Call my heart fort Audrey, And Jake was the trespasser.
I knew he cared for me for a long time. I pretended I didn’t notice. Why would I want to ruin a friendship? I also did not want to embarrass him since I didn’t share the same feelings. Well, I didn’t think I did.
He was everything I didn’t want: From my hometown, with deep family roots to it, my worst nightmare, he’d never leave. He wasn’t assertive, had never had a girlfriend, was a little awkward, and he was my friend. A friend I’d never want to lose, even now.
This story is one I’ve told many times out loud, but never written down. It feels silly to write about, sounds too ideal to be real, but it is.
December 2016 I told a friend at a party I was going to marry Jake one day, but I’m not ready to date him yet, because I knew had some self exploring to do, and I didn’t want to hurt him.
The only reason we began dating was a cause of divine intervention.
On the morning of July 2017 a friend of ours left this world, in the same way my father did, 7 years before my father’s death. I was with him hours before his death, one of the last people to see him alive. It doesn’t matter how close you are with a person, that leaves an impact on a person’s soul. Wondering if he knew he was cared about, questioning how I treated him on his last night, remembering that I heard a little voice tell me to turn around and say goodbye to Michael as I was headed to bed.
I listened, turned around, gave him a hug, and said it was good to see him. And hours later he was gone. Life felt fragile, time stood still.
I needed to talk to Jake, he was on a ship in Japan. Why did I need to talk to Jake? To tell him about our friend. Of course, his best friend had already told him.
I wanted him back in Biddeford, he had to come home. He told his ship captain, they let him come home. So to my apartment he came, the night he returned to Maine. The night before the funeral. He looked like Noah from the Notebook with his hair and big beard. Most likely his inspiration if we’re being honest. Ryan Gosling reserves a special place in that man’s heart that I will never occupy.
We sat in my galley kitchen and he told me about how his 2nd engineer had a stroke the same day our friend died. They had to use the AED on him and emergency dock in Japan to get him to a hospital. We still don’t know if that man lived, or if Jake was also one of the last people that man saw the same night.

> **Data records**
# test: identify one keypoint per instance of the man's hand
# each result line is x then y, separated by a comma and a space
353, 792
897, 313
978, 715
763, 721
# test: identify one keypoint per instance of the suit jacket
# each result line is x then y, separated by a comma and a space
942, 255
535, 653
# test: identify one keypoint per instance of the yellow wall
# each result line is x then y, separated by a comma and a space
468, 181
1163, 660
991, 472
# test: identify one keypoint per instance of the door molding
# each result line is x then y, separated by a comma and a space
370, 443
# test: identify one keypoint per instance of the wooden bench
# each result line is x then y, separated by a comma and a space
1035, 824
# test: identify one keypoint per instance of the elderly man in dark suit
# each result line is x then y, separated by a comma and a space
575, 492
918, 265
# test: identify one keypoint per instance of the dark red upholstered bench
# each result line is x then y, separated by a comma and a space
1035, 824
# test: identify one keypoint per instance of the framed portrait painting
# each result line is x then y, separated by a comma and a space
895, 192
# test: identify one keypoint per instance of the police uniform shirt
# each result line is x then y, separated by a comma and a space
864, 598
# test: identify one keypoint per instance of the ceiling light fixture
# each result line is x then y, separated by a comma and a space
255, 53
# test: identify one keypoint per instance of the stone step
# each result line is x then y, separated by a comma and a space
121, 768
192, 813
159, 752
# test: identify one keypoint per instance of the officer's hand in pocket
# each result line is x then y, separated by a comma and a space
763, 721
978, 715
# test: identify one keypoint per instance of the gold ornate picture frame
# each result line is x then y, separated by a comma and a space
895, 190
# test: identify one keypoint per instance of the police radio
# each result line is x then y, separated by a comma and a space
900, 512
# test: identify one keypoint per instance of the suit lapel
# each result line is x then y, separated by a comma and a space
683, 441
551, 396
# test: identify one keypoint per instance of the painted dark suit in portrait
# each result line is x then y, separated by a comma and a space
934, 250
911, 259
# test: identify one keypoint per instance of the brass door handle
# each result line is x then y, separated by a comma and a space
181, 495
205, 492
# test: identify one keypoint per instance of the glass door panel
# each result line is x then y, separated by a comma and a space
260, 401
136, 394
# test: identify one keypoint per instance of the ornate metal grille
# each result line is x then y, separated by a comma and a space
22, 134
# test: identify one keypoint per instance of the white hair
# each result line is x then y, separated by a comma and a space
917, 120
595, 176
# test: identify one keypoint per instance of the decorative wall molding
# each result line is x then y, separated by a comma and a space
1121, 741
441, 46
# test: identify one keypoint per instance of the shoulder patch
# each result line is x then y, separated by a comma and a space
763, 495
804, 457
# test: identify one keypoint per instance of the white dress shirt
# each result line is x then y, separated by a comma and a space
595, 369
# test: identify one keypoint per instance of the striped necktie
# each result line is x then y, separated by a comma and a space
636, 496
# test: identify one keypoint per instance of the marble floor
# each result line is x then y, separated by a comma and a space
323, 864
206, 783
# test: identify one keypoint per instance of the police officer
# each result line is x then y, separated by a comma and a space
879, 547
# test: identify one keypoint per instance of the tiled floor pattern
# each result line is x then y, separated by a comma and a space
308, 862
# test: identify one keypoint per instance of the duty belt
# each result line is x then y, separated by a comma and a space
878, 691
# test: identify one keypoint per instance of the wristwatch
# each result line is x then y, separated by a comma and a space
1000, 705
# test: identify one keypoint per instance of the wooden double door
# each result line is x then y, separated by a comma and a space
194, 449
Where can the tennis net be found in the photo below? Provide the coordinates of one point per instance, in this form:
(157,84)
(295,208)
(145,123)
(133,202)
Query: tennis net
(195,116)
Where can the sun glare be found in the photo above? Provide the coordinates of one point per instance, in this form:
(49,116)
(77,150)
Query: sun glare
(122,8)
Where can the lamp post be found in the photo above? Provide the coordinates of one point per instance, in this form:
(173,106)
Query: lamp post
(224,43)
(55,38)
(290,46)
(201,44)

> **Exercise requirements**
Extend the personal story about Jake, picking up right after its last sentence.

> **Answer area**
The only reason he was able to get off the ship, was because of the emergency docking in Japan. Otherwise he’d be stranded in the middle of the ocean with no way home. He didn’t want to cut his time on the ship early, but I urged him to come home. This was important, his first friend lost. His friend’s needed him, he needed them. I needed him, he needed me.
So there we sat, looking at each other in shock as we digested the reality we faced. A bond formed between us, or an existing one was strengthened. As days passed after the service, the urge to figure out why I kept thinking about Jake nagged at me. I’ll skip some of the details that are best kept between us for now, and skip to the part where I had to tell Jake my discovery. That I knew he had feelings for me, and I guess I had them for him too.
It was one of the top 10 most uncomfortable moments in my memory. We were painfully awkward, barely making eye contact. He shared that I was right, he’d wanted to be more than friends too. To me, we might as well have just started calling each other boyfriend and girlfriend right then. He had other plans.
I told him that I wouldn’t be with him if I didn’t think it would end in marriage one day, and if it starts to not work, then of course we’ll break up, but I don’t date for fun. So serious for a 19 year old, or was I intentional?
After a long pause of silence, he told me he wanted that too. So that was that. And a week and a half later, both of us a number older, on the rooftop of my apartment, he said I have a question for you? I answered, “Will I marry you? Yes” He replied, “No, will you be my girlfriend?” Less enthusiastically, I still said yes anyway. Knowing that one day, he’d ask the first question.